EXERCISE PROMPT:
Identify every line in the records that contains the string "handle", and copy each of those lines. Case counts.

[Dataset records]
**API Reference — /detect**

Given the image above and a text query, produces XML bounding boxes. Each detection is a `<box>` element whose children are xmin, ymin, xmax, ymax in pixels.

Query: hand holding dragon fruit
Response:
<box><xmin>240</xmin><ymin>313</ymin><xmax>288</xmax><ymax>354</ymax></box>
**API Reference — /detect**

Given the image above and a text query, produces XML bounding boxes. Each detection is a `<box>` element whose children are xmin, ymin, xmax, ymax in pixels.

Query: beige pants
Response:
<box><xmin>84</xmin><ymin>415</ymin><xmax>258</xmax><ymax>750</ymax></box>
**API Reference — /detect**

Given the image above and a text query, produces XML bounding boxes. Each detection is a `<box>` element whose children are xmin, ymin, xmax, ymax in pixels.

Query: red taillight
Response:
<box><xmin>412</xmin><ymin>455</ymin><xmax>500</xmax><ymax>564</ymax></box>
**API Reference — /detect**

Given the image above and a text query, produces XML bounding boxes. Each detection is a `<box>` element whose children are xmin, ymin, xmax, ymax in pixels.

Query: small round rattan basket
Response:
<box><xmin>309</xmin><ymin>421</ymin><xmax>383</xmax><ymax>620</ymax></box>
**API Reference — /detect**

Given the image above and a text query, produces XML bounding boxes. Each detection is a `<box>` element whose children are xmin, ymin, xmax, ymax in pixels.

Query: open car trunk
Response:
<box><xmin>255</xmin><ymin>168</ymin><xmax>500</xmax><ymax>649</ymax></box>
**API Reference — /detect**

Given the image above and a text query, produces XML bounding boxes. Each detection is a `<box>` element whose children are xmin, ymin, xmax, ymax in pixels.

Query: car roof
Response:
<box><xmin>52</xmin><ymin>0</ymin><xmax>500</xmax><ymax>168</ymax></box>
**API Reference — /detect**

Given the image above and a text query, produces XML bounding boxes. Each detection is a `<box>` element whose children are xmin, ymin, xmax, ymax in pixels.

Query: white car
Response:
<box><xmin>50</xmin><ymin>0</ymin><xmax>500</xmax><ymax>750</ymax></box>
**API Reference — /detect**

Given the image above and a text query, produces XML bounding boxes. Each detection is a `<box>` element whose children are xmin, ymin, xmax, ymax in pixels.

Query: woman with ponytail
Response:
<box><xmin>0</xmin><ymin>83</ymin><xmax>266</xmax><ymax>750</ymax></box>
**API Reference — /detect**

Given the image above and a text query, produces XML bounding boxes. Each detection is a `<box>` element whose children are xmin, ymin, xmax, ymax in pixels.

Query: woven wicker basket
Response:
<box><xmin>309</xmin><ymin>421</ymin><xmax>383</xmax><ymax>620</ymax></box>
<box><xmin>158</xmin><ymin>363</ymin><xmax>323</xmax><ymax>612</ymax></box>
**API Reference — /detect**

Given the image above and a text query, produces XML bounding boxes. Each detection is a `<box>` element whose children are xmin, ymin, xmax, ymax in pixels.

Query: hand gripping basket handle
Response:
==
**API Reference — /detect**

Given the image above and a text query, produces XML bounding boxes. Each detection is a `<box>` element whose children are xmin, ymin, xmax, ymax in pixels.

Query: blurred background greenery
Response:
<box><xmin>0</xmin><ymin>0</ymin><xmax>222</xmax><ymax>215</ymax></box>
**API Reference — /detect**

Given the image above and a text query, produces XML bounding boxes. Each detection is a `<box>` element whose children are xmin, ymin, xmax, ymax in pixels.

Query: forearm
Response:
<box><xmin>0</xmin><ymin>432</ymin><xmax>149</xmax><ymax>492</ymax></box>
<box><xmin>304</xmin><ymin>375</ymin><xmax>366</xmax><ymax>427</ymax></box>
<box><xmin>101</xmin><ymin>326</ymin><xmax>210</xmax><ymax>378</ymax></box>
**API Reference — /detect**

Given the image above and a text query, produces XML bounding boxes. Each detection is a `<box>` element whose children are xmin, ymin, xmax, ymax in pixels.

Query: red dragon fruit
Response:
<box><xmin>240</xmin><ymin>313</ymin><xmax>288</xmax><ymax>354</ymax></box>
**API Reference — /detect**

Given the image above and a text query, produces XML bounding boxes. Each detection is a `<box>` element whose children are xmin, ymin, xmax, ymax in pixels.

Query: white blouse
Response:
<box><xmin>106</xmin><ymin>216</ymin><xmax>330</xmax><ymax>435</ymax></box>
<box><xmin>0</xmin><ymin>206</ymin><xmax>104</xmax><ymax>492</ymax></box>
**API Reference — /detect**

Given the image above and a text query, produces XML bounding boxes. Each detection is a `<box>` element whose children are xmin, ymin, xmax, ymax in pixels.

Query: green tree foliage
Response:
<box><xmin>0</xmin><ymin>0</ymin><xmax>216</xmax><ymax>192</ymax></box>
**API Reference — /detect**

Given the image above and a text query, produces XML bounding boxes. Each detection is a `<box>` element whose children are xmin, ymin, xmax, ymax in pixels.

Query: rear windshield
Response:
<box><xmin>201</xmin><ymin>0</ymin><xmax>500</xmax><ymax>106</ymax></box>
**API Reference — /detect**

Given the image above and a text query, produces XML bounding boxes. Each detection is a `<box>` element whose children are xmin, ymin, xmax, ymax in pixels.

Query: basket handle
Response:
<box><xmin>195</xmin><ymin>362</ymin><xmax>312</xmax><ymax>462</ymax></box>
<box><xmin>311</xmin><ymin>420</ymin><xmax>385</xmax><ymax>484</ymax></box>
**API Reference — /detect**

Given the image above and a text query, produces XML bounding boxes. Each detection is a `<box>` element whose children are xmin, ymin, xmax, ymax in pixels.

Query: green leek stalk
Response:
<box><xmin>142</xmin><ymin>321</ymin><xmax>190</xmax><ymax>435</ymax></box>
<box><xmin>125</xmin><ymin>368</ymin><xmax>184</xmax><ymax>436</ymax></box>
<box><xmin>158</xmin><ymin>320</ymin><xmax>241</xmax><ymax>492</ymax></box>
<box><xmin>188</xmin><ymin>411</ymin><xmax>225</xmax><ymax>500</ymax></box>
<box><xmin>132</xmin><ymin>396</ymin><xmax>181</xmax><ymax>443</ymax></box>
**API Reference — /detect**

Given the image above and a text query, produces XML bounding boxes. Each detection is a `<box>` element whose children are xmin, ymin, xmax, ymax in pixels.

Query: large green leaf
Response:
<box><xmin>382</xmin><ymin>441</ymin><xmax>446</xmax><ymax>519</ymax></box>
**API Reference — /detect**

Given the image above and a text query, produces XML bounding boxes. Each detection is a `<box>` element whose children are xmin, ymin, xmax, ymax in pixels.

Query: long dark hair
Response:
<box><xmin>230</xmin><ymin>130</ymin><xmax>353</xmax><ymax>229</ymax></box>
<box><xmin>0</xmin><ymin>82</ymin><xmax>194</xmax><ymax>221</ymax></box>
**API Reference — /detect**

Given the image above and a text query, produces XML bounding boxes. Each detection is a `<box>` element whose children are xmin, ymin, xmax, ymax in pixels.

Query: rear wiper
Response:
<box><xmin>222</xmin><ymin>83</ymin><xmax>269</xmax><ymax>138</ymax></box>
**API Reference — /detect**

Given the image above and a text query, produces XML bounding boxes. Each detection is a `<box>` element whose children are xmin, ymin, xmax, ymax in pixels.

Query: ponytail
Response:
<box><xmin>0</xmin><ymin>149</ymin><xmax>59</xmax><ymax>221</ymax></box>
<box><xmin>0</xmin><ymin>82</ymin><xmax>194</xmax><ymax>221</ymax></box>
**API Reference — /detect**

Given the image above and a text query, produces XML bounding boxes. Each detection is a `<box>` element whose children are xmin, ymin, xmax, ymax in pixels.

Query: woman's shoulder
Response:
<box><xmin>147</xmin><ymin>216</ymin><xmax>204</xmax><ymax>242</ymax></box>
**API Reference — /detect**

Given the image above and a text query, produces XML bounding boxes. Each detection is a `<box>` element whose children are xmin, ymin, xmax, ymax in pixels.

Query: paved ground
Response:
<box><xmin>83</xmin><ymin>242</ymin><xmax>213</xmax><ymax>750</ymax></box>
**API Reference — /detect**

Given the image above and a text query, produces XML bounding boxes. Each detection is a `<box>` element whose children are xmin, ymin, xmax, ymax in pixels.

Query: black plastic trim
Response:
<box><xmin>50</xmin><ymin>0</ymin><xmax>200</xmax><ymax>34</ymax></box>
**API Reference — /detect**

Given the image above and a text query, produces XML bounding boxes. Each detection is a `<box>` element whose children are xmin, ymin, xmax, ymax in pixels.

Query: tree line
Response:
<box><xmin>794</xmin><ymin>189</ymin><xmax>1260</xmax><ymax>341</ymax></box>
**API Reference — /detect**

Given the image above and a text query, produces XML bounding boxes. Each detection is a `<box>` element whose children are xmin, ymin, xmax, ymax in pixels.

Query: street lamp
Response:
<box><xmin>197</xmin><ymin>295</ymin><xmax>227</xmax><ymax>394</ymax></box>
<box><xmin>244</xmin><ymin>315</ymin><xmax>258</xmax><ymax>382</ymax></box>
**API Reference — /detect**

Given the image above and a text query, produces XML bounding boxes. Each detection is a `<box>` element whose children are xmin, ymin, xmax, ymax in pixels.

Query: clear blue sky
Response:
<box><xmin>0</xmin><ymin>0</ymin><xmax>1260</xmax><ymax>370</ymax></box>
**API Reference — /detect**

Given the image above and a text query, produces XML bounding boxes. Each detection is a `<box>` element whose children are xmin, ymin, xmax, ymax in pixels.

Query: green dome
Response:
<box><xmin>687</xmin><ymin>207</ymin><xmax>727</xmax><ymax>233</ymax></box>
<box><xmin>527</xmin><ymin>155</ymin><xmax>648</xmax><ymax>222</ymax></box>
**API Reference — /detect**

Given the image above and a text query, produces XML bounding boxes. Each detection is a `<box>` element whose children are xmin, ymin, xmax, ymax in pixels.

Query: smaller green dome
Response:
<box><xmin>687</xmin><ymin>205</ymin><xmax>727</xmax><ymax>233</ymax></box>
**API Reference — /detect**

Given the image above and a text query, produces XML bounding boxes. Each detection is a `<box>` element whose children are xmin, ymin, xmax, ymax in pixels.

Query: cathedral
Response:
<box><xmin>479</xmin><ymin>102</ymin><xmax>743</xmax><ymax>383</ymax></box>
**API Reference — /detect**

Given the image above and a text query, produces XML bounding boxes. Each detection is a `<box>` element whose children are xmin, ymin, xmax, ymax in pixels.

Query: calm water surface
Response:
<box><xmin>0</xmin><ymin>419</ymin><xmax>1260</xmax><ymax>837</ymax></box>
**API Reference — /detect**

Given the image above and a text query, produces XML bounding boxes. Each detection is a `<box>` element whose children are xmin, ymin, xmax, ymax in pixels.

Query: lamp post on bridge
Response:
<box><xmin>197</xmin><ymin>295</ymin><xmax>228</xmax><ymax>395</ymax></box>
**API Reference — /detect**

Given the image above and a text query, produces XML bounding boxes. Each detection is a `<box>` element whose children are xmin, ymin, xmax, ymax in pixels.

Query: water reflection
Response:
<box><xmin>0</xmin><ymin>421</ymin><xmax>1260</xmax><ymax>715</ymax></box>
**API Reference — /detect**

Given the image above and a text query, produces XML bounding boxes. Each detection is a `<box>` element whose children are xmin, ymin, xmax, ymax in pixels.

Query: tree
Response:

ANSWER TO THIS TASK:
Query: hand gripping basket handle
Query: basket handle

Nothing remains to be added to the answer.